PROBLEM TO SOLVE: Verbatim copy, images excluded: write out each record shown below.

RECORDS FOR THE EXERCISE:

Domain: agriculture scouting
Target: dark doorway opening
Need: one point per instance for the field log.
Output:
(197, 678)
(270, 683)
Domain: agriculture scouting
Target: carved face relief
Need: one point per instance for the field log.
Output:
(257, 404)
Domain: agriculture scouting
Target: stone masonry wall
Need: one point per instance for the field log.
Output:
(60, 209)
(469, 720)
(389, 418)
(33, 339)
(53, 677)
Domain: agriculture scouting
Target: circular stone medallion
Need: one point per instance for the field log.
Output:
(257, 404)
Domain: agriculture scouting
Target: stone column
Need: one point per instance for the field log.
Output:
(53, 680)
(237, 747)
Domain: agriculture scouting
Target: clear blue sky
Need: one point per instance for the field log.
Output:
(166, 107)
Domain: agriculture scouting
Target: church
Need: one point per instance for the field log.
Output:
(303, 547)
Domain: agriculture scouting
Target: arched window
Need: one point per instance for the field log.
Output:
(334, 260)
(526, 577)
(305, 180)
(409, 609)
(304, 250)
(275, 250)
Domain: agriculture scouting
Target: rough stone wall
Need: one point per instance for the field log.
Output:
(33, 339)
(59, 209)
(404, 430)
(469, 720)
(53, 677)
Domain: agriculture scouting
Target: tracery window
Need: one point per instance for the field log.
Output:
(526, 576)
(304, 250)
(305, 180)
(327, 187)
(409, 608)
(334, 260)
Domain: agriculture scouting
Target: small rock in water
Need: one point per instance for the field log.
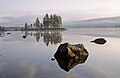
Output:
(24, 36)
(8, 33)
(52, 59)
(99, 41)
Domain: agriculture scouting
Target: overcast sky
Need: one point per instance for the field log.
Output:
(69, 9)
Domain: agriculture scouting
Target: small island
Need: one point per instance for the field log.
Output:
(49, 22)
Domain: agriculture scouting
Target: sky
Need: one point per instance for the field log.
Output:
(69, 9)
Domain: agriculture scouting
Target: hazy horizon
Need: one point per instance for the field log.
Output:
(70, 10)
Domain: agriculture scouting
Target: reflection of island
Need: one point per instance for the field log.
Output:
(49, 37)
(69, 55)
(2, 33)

TASK ANSWER:
Domain: agriculture scouting
Target: dark doorway opening
Need: one point per instance for the field log.
Output:
(197, 678)
(270, 683)
Domain: agriculture scouting
Target: carved face relief
Need: one point per instance for the field log.
Output:
(257, 404)
Domain: agriculture scouting
Target: stone masonry wall
Need: one point per instance for the field log.
Output:
(60, 209)
(469, 720)
(389, 418)
(33, 339)
(53, 677)
Domain: agriculture scouting
Target: circular stone medallion
Need: one point per instance for the field log.
Output:
(257, 404)
Domain: agriculture scouting
Target: stone column
Need: one point per instance for the field log.
Output:
(53, 680)
(237, 747)
Domain: agriculture scouting
Target: clear blue sky
Need: one point per instance for the field log.
Output:
(166, 107)
Domain: agriculture scouting
Target: church
Need: one point per instance for the field log.
Output:
(303, 547)
Domain: agriculture scouting
Target: arched window
Need: one point per instance for the field log.
Output:
(334, 260)
(526, 577)
(305, 180)
(409, 609)
(304, 250)
(275, 250)
Domain: agriculture scouting
Target: rough stone wall
Need: one point per instance for the field log.
Output:
(33, 339)
(59, 209)
(404, 430)
(469, 720)
(53, 677)
Domain: agriculture scouting
Target: tracery window
Need: one point per instance for the field log.
Output:
(526, 576)
(304, 250)
(305, 180)
(327, 187)
(409, 608)
(334, 260)
Domain: agriculture scouting
Target: small rock in water
Need: one point per instance for the field log.
Output:
(24, 36)
(8, 33)
(52, 59)
(99, 41)
Domain: agriculture scouting
Target: overcast sky
Need: one point per instance for the field log.
Output:
(69, 9)
Domain: agriculture scouting
Target: small island
Need: one point per instance for the field log.
Output:
(49, 22)
Domain: agriculture scouting
Target: sky
Need: one point per instance for the field log.
Output:
(69, 9)
Domain: agriculture scouting
Target: hazy horizon
Need: one point per instance for the field log.
Output:
(70, 10)
Domain: agriculture scouting
Target: reflection of island
Need: one point per instance for the field log.
Output:
(49, 37)
(69, 55)
(2, 33)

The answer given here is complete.